(Do this):
Render the rows below as a JSON list of strings, one string per line, from the line containing "task: segment the wooden furniture" through the end of the rows, inclusive. Skip blank lines and leave the pictures out.

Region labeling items

%%

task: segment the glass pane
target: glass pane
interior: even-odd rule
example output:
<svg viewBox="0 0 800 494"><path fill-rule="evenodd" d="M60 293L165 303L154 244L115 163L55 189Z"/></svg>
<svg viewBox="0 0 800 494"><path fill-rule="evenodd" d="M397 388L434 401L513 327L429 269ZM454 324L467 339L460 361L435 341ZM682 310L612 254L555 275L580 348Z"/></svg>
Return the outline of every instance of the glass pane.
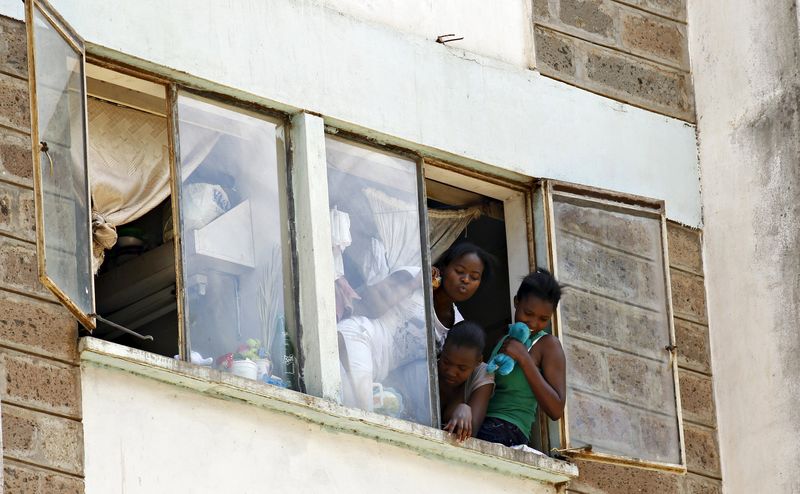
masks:
<svg viewBox="0 0 800 494"><path fill-rule="evenodd" d="M46 274L84 314L93 312L86 176L83 55L33 9Z"/></svg>
<svg viewBox="0 0 800 494"><path fill-rule="evenodd" d="M661 219L556 196L569 447L680 463Z"/></svg>
<svg viewBox="0 0 800 494"><path fill-rule="evenodd" d="M284 312L284 129L188 95L178 117L192 361L296 388Z"/></svg>
<svg viewBox="0 0 800 494"><path fill-rule="evenodd" d="M344 402L430 425L416 164L326 148Z"/></svg>

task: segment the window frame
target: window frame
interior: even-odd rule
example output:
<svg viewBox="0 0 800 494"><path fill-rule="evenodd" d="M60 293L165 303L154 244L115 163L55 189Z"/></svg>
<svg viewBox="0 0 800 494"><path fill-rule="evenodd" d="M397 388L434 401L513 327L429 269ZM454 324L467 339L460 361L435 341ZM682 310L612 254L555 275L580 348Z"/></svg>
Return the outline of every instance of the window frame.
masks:
<svg viewBox="0 0 800 494"><path fill-rule="evenodd" d="M55 29L61 38L70 45L80 58L81 70L81 94L80 98L83 101L83 118L82 130L84 139L83 149L83 176L86 183L86 224L88 225L88 249L86 255L91 259L92 249L92 228L91 228L91 184L89 182L89 166L88 166L88 121L87 121L87 106L86 106L86 48L83 38L81 38L72 26L67 23L63 17L55 10L46 0L27 0L25 2L25 24L27 26L27 43L28 43L28 84L29 84L29 104L30 104L30 118L31 118L31 152L33 157L33 190L34 190L34 204L35 204L35 219L36 219L36 258L39 271L39 280L41 283L50 290L71 313L86 327L90 332L97 326L95 319L95 293L94 293L94 276L88 273L90 299L91 299L91 312L86 313L78 307L78 304L72 300L58 284L47 274L47 259L46 259L46 238L44 228L44 183L41 170L41 145L39 135L39 105L38 105L38 92L36 83L36 37L34 35L34 10L38 8L47 22ZM83 192L83 191L82 191Z"/></svg>
<svg viewBox="0 0 800 494"><path fill-rule="evenodd" d="M434 310L433 310L433 289L431 266L433 260L430 258L430 246L428 245L428 213L427 213L427 194L425 191L425 158L413 151L405 148L382 144L376 140L364 137L359 134L351 133L346 130L340 129L333 124L325 125L325 139L337 139L345 143L353 143L358 146L375 149L376 152L383 152L392 154L400 158L404 158L414 162L414 172L416 179L416 193L417 193L417 208L419 213L419 232L420 232L420 253L422 262L422 285L425 291L425 325L428 328L427 333L427 360L428 360L428 376L429 376L429 396L431 407L431 424L430 427L438 428L441 423L441 407L439 405L439 376L436 364L436 341L433 328ZM327 160L327 157L326 157ZM327 182L327 175L325 177ZM327 186L326 186L327 187ZM327 195L327 188L326 188ZM312 211L312 214L314 211ZM326 211L317 211L317 214L328 214Z"/></svg>
<svg viewBox="0 0 800 494"><path fill-rule="evenodd" d="M558 422L552 422L548 428L548 436L551 444L559 444L559 448L554 448L559 454L569 457L598 461L603 463L622 464L636 467L647 468L651 470L660 470L676 473L685 473L686 466L686 448L685 438L683 431L683 414L681 409L681 396L680 385L678 376L678 359L677 347L675 346L675 324L672 303L672 290L669 271L669 245L667 236L667 218L666 207L662 200L655 200L647 197L637 196L634 194L614 192L605 189L599 189L590 186L578 185L570 182L542 179L538 183L536 204L534 205L537 222L537 239L540 240L541 245L546 246L546 251L541 252L541 257L537 258L553 273L556 278L559 277L558 273L558 252L556 248L556 221L554 216L554 199L557 196L578 199L591 204L611 206L617 210L628 210L639 216L648 216L658 219L660 224L661 234L661 254L662 266L661 270L664 274L664 290L665 290L665 304L666 304L666 317L668 321L669 330L669 345L670 351L670 367L672 369L672 382L675 388L675 407L676 407L676 420L678 428L678 441L680 462L665 463L653 460L646 460L642 458L635 458L623 455L613 455L608 453L598 453L586 448L570 448L569 443L569 402L564 407L564 415ZM543 237L544 236L544 237ZM564 334L561 328L561 306L556 308L553 314L553 335L559 341L564 340Z"/></svg>

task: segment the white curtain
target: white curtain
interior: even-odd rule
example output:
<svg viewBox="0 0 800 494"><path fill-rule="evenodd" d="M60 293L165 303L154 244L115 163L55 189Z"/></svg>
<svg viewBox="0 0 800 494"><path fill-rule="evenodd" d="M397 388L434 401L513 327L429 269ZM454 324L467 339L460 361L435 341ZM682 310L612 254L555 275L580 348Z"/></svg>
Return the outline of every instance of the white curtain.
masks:
<svg viewBox="0 0 800 494"><path fill-rule="evenodd" d="M428 241L431 246L431 262L453 245L470 221L479 218L481 207L467 209L428 208Z"/></svg>
<svg viewBox="0 0 800 494"><path fill-rule="evenodd" d="M416 204L389 196L377 189L366 188L381 241L386 249L389 273L413 267L419 272L419 214Z"/></svg>
<svg viewBox="0 0 800 494"><path fill-rule="evenodd" d="M169 195L167 120L89 98L92 268L117 242L116 226L139 218Z"/></svg>

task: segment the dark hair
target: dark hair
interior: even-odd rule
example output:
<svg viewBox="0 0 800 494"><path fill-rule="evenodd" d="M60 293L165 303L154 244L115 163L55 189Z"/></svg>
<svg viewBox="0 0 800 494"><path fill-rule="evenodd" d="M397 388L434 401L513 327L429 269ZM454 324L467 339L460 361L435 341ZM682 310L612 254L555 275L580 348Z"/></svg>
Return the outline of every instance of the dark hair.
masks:
<svg viewBox="0 0 800 494"><path fill-rule="evenodd" d="M528 297L536 297L550 302L555 309L558 301L561 300L561 285L558 284L555 276L550 274L550 271L536 268L536 271L522 279L519 290L517 290L518 301Z"/></svg>
<svg viewBox="0 0 800 494"><path fill-rule="evenodd" d="M444 251L444 254L439 256L439 259L437 259L433 265L440 270L444 270L450 263L467 254L475 254L478 256L478 259L483 263L481 281L490 281L492 276L494 276L494 256L471 242L459 242L451 245L449 249Z"/></svg>
<svg viewBox="0 0 800 494"><path fill-rule="evenodd" d="M478 355L483 355L483 347L486 345L486 336L483 328L472 321L461 321L447 332L447 339L444 346L457 346L461 348L474 348Z"/></svg>

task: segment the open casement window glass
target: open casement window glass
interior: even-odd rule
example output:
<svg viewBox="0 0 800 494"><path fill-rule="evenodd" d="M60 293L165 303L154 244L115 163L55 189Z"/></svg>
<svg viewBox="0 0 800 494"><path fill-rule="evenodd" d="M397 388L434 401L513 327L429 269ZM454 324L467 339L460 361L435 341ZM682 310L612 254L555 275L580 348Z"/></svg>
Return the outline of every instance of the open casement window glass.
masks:
<svg viewBox="0 0 800 494"><path fill-rule="evenodd" d="M94 329L83 41L45 2L26 2L39 277Z"/></svg>
<svg viewBox="0 0 800 494"><path fill-rule="evenodd" d="M325 146L344 404L432 425L419 168Z"/></svg>
<svg viewBox="0 0 800 494"><path fill-rule="evenodd" d="M663 210L551 197L566 447L682 469Z"/></svg>
<svg viewBox="0 0 800 494"><path fill-rule="evenodd" d="M297 388L284 296L284 126L187 93L178 93L177 126L191 359Z"/></svg>

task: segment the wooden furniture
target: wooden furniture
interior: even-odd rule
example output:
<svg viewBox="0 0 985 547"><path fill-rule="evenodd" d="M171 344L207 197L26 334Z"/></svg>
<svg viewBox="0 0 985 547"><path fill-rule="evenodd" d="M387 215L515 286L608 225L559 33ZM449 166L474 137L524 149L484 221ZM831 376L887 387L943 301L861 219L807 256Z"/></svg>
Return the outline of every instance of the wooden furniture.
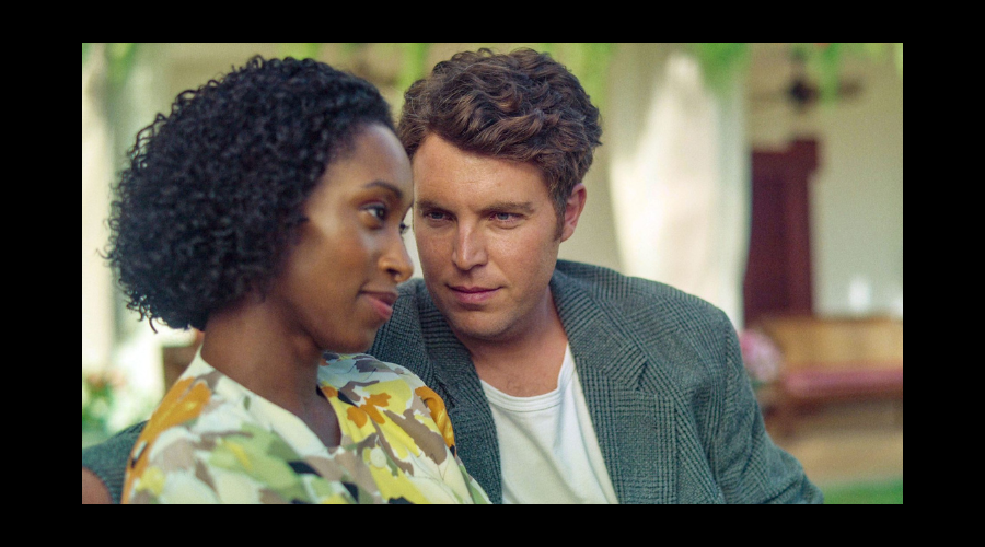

%%

(Answer in full):
[
  "task: segment the wooden furniture",
  "target: wooden furniture",
  "interior: even-odd rule",
  "example output:",
  "<svg viewBox=\"0 0 985 547\"><path fill-rule=\"evenodd\" d=\"M171 344L207 197L26 334Z\"/></svg>",
  "<svg viewBox=\"0 0 985 547\"><path fill-rule=\"evenodd\" d=\"M387 215L515 286L608 225L559 33ZM449 166L474 137L524 149L484 221ZM831 376L887 387L943 301L861 219L807 256Z\"/></svg>",
  "Return the outline of every instance of the wooden furniture."
]